**Passage for review:**
Preventing a Flat Head

Preventing a Flat Head

PREVENTING A FLAT HEAD

Everybody wants their baby to have a beautiful round head.  A flat head is not only a problem in the future if your child decides to shave their head, but there can actually be other significant issues that may arise.  Imagine if you took a perfectly round ball of clay and drew a line down the middle separating it into two sides.  If you took a flat palm and squished down on the back of one side to mimic a flat side of the head, what happens to the front of that side?  The front naturally gets pushed forward and causes the ball of clay to become asymmetric.  Something similar can happen with the head of babies, potentially distorting the natural symmetry of the face permanently.  Here are a few tips to prevent flattening of your baby’s head in the first 4-5 months of life.

Firstly, tummy time while awake for 10 minutes three times per day.  This will promote neck strength and keep your baby off the back of their head.

Secondly, during the first 4-5 months of life, parents are recommended to have babies sleep on their backs.  Your baby will always look towards the more interesting side of the crib, usually towards the side where there’s more movement.  Always placing your baby with their head pointing in the same direction can cause regular nightly pressure on the same side of the head, leading to a flat spot.

**Listed records:**
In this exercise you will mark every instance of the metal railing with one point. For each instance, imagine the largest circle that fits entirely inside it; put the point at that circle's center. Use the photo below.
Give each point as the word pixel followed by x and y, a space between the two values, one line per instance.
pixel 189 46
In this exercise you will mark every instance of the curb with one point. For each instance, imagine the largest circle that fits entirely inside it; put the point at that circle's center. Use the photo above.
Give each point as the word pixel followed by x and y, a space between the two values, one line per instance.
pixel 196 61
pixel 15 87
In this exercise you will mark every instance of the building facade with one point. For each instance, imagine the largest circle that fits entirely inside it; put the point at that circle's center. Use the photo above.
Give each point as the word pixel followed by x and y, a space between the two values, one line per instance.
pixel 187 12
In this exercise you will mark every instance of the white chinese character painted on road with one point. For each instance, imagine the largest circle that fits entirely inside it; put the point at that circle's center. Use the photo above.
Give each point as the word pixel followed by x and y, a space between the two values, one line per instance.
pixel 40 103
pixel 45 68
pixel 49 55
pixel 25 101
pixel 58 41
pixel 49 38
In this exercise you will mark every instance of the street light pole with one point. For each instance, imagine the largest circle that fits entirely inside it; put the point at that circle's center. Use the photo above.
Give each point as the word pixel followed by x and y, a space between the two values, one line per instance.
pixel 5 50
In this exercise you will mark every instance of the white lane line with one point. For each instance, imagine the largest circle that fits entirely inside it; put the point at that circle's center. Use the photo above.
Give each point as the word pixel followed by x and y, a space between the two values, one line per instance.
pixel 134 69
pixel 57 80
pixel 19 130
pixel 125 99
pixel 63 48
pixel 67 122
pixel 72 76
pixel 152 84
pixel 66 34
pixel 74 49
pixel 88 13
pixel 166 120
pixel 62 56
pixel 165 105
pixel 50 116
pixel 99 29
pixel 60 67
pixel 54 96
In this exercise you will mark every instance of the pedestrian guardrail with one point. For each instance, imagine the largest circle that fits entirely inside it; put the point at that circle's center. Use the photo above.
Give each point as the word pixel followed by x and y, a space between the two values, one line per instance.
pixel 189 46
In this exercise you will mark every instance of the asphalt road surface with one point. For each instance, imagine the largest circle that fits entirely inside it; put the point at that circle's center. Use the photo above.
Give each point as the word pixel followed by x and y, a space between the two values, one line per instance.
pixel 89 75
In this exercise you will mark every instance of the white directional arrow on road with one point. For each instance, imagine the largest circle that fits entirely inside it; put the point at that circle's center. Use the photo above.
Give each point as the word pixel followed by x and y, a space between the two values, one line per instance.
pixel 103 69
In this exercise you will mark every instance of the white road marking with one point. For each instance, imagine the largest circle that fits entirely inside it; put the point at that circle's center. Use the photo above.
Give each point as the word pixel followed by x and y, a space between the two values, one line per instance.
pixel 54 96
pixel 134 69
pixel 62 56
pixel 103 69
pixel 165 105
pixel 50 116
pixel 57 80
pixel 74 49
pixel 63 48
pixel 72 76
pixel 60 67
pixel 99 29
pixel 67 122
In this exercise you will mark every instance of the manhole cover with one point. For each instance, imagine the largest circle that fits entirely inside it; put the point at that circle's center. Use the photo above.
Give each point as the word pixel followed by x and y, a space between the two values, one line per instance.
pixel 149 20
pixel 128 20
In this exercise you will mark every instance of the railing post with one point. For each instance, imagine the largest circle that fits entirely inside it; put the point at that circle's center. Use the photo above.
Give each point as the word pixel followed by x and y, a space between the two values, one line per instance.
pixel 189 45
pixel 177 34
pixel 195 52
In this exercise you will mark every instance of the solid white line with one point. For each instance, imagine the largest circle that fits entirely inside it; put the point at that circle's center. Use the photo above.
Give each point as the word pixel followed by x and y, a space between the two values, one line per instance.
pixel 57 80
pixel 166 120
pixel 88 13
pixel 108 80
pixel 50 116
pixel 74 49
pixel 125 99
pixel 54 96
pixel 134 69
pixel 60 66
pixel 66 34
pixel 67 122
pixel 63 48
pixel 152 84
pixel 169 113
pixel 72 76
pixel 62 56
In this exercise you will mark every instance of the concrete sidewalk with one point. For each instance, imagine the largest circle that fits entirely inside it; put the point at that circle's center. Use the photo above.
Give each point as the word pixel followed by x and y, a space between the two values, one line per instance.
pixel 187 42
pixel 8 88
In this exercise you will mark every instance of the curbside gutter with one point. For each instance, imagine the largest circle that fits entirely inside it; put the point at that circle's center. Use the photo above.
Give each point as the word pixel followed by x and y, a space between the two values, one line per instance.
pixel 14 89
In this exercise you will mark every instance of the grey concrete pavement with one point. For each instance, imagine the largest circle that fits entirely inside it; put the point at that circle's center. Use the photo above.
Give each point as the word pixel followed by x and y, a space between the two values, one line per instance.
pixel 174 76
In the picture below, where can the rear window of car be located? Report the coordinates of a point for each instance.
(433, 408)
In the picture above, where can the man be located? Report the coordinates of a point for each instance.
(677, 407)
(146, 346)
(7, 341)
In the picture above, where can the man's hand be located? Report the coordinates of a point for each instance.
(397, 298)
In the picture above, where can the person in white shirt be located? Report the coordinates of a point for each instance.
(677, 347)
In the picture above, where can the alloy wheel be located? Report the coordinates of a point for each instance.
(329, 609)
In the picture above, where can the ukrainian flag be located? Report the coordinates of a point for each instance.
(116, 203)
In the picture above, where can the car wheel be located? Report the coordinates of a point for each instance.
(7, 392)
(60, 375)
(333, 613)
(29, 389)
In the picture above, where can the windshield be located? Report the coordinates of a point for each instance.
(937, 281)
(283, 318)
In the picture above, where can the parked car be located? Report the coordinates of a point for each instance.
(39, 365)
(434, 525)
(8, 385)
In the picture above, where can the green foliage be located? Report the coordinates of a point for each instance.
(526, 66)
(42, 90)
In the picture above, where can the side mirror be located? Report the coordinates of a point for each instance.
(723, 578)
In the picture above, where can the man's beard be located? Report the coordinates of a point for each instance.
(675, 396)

**Task to complete:**
Copy the passage on preventing a flat head, starting at "Everybody wants their" and ending at "months of life.", and switch "ball of clay" to "lump of dough" everywhere it appears.

**Expected answer:**
Everybody wants their baby to have a beautiful round head.  A flat head is not only a problem in the future if your child decides to shave their head, but there can actually be other significant issues that may arise.  Imagine if you took a perfectly round lump of dough and drew a line down the middle separating it into two sides.  If you took a flat palm and squished down on the back of one side to mimic a flat side of the head, what happens to the front of that side?  The front naturally gets pushed forward and causes the lump of dough to become asymmetric.  Something similar can happen with the head of babies, potentially distorting the natural symmetry of the face permanently.  Here are a few tips to prevent flattening of your baby’s head in the first 4-5 months of life.